Prompt
Set out the lines of the material below as a Markdown table with the columns "No." and "Line", numbering each row and skipping blank lines. Leave the pictures out of the answer.

[Named-object pointing records]
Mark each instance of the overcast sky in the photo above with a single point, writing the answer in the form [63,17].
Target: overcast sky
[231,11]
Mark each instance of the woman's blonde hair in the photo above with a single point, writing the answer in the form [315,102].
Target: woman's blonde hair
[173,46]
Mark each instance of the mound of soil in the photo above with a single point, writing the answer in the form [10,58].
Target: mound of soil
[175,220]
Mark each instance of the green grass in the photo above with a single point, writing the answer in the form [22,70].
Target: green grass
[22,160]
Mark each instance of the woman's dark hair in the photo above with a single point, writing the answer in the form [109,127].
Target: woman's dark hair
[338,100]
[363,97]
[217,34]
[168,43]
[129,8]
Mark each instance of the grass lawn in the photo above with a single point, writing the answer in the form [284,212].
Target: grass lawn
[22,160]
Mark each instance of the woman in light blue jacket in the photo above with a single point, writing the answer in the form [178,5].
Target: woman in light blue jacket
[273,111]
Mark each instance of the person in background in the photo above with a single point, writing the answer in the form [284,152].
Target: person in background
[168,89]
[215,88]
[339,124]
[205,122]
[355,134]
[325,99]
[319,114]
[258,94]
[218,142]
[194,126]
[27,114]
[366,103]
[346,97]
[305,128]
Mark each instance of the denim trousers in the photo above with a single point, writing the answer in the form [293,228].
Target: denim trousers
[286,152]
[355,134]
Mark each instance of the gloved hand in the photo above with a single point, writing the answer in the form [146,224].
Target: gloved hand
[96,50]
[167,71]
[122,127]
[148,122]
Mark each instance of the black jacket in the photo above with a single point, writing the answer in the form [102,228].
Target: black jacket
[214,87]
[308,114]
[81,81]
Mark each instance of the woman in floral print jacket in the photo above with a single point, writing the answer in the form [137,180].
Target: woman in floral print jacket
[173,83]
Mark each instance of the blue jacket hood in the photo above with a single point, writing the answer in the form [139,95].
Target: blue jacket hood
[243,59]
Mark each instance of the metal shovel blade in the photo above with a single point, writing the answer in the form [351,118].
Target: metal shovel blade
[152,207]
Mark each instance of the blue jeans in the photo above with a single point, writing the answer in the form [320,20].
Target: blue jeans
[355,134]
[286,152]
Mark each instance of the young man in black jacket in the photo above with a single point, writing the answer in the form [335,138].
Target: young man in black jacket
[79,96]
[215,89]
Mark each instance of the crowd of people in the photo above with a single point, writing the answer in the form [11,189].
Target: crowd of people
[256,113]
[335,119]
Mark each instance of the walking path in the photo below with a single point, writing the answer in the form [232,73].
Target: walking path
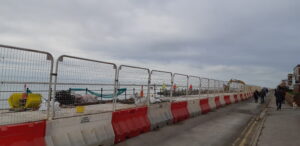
[280,128]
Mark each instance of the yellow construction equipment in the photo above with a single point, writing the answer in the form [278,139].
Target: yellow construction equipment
[32,101]
[226,87]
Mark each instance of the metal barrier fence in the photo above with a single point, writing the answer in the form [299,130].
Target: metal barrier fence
[204,86]
[180,85]
[25,84]
[84,86]
[136,82]
[160,86]
[194,86]
[81,81]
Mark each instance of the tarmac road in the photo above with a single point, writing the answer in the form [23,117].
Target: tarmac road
[219,128]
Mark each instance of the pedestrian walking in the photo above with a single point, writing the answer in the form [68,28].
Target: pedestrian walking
[279,93]
[256,96]
[263,94]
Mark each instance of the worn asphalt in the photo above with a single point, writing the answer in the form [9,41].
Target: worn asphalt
[219,128]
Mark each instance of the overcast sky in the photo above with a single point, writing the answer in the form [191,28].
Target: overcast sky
[257,41]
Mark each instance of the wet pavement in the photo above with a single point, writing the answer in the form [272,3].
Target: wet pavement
[218,128]
[281,128]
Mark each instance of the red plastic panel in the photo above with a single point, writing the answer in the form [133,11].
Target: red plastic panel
[236,100]
[204,105]
[179,111]
[25,134]
[129,123]
[227,99]
[241,96]
[217,101]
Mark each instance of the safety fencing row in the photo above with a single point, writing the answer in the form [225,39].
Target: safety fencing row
[34,86]
[112,127]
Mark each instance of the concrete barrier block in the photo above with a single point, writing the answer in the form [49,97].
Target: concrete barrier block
[80,131]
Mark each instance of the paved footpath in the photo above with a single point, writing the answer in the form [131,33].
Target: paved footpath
[219,128]
[281,128]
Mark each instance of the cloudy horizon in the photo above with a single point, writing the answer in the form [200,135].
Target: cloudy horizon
[254,41]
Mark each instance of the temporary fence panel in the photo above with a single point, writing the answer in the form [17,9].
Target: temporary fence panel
[194,87]
[204,86]
[136,82]
[160,87]
[180,111]
[160,115]
[25,82]
[194,107]
[83,86]
[180,86]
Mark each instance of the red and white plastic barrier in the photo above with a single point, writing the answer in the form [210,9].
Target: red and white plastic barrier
[112,127]
[25,134]
[179,111]
[204,105]
[227,99]
[160,115]
[194,108]
[218,102]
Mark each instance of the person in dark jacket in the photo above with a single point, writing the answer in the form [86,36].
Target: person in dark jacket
[262,95]
[256,96]
[279,94]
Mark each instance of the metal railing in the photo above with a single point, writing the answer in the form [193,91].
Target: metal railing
[98,86]
[24,72]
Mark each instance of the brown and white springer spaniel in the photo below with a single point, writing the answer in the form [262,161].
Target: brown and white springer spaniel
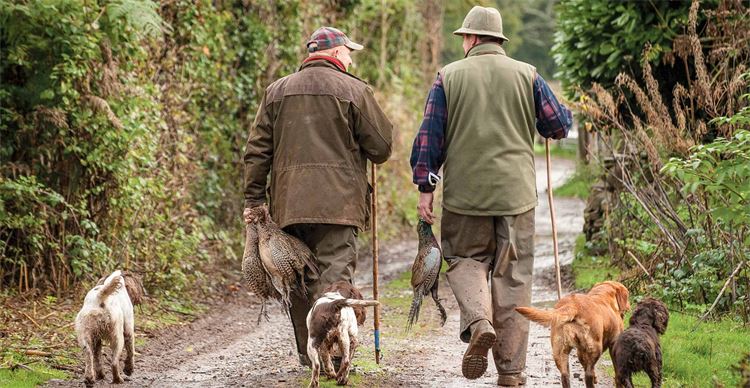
[332,322]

Output for this exercise
| No. | Line |
|---|---|
| 1 | Mark each instance of the overcast sky in the photo above with a single point, writing the answer in the form [63,17]. |
| 2 | Target: overcast sky |
| 3 | [231,11] |
| 4 | Mark each instance of the woman's blonde hair in the photo above with a single point, writing the answer in the form [315,102]. |
| 5 | Target: woman's blonde hair |
| 6 | [173,46] |
| 7 | Mark each instance of the mound of soil in the photo above with a single point, writing the answer in the form [10,58]. |
| 8 | Target: mound of soil |
| 9 | [175,220] |
| 10 | Mark each instance of the green grass in the photo above with a single point, writing the answer in the form [22,70]. |
| 11 | Target: green grass |
| 12 | [22,160] |
| 13 | Mark each instance of the woman's dark hair in the photo above with a single point, writing the answer in the form [109,127]. |
| 14 | Target: woman's dark hair |
| 15 | [338,100] |
| 16 | [363,97] |
| 17 | [217,34] |
| 18 | [168,43] |
| 19 | [129,8] |
| 20 | Mark each instance of the grass lawn in the photo above with a single point, writing the answer in the form [284,212]. |
| 21 | Target: grass lawn |
| 22 | [22,160] |
| 23 | Mark each instance of the woman in light blue jacket in the photo above with a single point, writing the answer in the form [178,5]. |
| 24 | Target: woman in light blue jacket |
| 25 | [273,111] |
| 26 | Mark each instance of the person in background in the photo above with a single point, writing the answer in the form [284,152]. |
| 27 | Target: person in background |
| 28 | [168,89] |
| 29 | [215,88] |
| 30 | [339,124] |
| 31 | [205,122] |
| 32 | [355,134] |
| 33 | [325,99] |
| 34 | [319,114] |
| 35 | [258,94] |
| 36 | [218,142] |
| 37 | [194,126] |
| 38 | [27,114] |
| 39 | [366,103] |
| 40 | [346,97] |
| 41 | [305,128] |
| 42 | Mark each instance of the denim trousers in the photo above with a single point, writing the answer in the form [293,228]. |
| 43 | Target: denim trousers |
| 44 | [286,152] |
| 45 | [355,134] |
| 46 | Mark each instance of the gloved hand in the photo above with a single point, writing the answer in the form [146,224]. |
| 47 | Target: gloved hand |
| 48 | [96,50] |
| 49 | [167,71] |
| 50 | [122,127] |
| 51 | [148,122] |
| 52 | Mark each instance of the black jacket in the photo above with a single point, writing the answer in the form [102,228]. |
| 53 | Target: black jacket |
| 54 | [214,87] |
| 55 | [308,114] |
| 56 | [81,81] |
| 57 | Mark each instance of the woman in floral print jacket in the photo above with a single point, writing the answer in the form [137,180]. |
| 58 | Target: woman in floral print jacket |
| 59 | [173,83] |
| 60 | Mark each instance of the blue jacket hood in the photo above with a single point, writing the answer in the form [139,95]. |
| 61 | Target: blue jacket hood |
| 62 | [243,59] |
| 63 | Mark each instance of the metal shovel blade in the photo above with a single point, writing the answer in the form [351,118]. |
| 64 | Target: metal shovel blade |
| 65 | [152,207] |
| 66 | Mark each instance of the blue jeans in the photo above with a single point, writing the answer in the form [320,20]. |
| 67 | Target: blue jeans |
| 68 | [355,134] |
| 69 | [286,152] |
| 70 | Mark each instance of the young man in black jacket in the photo above with a single point, writing the answer in the form [335,138]. |
| 71 | Target: young man in black jacket |
| 72 | [79,96] |
| 73 | [215,89] |
| 74 | Mark each instance of the crowd of people in the photo above with a single point, writing the answer in the form [11,189]. |
| 75 | Target: crowd of people |
| 76 | [256,113] |
| 77 | [335,119] |
| 78 | Mark each instance of the walking path in the photo below with a single point, writing the answer in the form [232,73]. |
| 79 | Target: walking path |
| 80 | [280,128] |
| 81 | Mark each instance of the yellow construction equipment in the photo above with a single point, writing the answer in the form [278,139]. |
| 82 | Target: yellow construction equipment |
| 83 | [32,101] |
| 84 | [226,87] |
| 85 | Mark each instance of the metal barrier fence in the photo above with a single point, writing the answer in the form [299,130]. |
| 86 | Target: metal barrier fence |
| 87 | [204,86] |
| 88 | [180,85] |
| 89 | [25,84] |
| 90 | [84,86] |
| 91 | [136,82] |
| 92 | [160,86] |
| 93 | [194,86] |
| 94 | [81,81] |
| 95 | Mark each instance of the tarmac road in the photo above with a single point, writing the answer in the form [23,117]. |
| 96 | Target: tarmac road |
| 97 | [219,128] |
| 98 | Mark each instance of the pedestrian walking in the photo above with a single point, writing the answer in the form [68,28]. |
| 99 | Target: pedestrian walking |
| 100 | [279,93] |
| 101 | [256,96] |
| 102 | [263,94] |
| 103 | Mark each instance of the worn asphalt in the photo above with a single point, writing the answer in the form [9,41]. |
| 104 | Target: worn asphalt |
| 105 | [219,128] |
| 106 | Mark each instance of the overcast sky in the photo above with a single point, writing the answer in the form [191,28]. |
| 107 | Target: overcast sky |
| 108 | [257,41] |
| 109 | Mark each instance of the wet pavement in the photo above with a single point, writing the answer in the form [272,3]. |
| 110 | Target: wet pavement |
| 111 | [218,128] |
| 112 | [281,128] |
| 113 | Mark each instance of the red plastic panel in the photo above with a single point, writing the answer in the form [133,11]. |
| 114 | Target: red plastic panel |
| 115 | [236,100] |
| 116 | [204,105] |
| 117 | [179,111] |
| 118 | [25,134] |
| 119 | [129,123] |
| 120 | [227,99] |
| 121 | [241,96] |
| 122 | [217,101] |
| 123 | Mark each instance of the safety fencing row in the photo above with a single point, writing the answer in the form [225,39]. |
| 124 | Target: safety fencing row |
| 125 | [34,86] |
| 126 | [112,127] |
| 127 | Mark each instance of the concrete barrier block in the photo above with a single point, writing the answer in the form [49,97]. |
| 128 | Target: concrete barrier block |
| 129 | [80,131] |
| 130 | Mark each instance of the paved footpath in the photo above with a single point, writing the answer in the form [131,33]. |
| 131 | Target: paved footpath |
| 132 | [219,128] |
| 133 | [281,128] |
| 134 | Mark each instance of the cloudy horizon in the photo above with a single point, writing the answer in the form [200,135]. |
| 135 | Target: cloudy horizon |
| 136 | [254,41] |
| 137 | Mark each instance of the temporary fence panel in the photo above with a single point, writing the answer in the form [17,9]. |
| 138 | Target: temporary fence panel |
| 139 | [194,87] |
| 140 | [204,86] |
| 141 | [136,82] |
| 142 | [160,87] |
| 143 | [180,111] |
| 144 | [160,115] |
| 145 | [25,82] |
| 146 | [194,107] |
| 147 | [83,86] |
| 148 | [180,86] |
| 149 | Mark each instance of the red and white plastic barrier in the photo above with a single point, writing the answer in the form [210,9]. |
| 150 | Target: red and white plastic barrier |
| 151 | [112,127] |
| 152 | [25,134] |
| 153 | [179,111] |
| 154 | [204,105] |
| 155 | [227,99] |
| 156 | [160,115] |
| 157 | [194,108] |
| 158 | [218,102] |
| 159 | Mark each instance of the person in dark jacket in the photo above with a single point, writing the answer in the form [86,36]. |
| 160 | Target: person in dark jacket |
| 161 | [262,95] |
| 162 | [256,96] |
| 163 | [279,94] |
| 164 | Mark each instance of the metal railing in the photo above with a single point, writing the answer in the form [193,91]. |
| 165 | Target: metal railing |
| 166 | [98,86] |
| 167 | [24,72] |
| 168 | Mark each instance of the brown and white springer spaniel in the photo below with a single point, writing the answer in the form [262,161]. |
| 169 | Target: brown and white springer spaniel |
| 170 | [332,322] |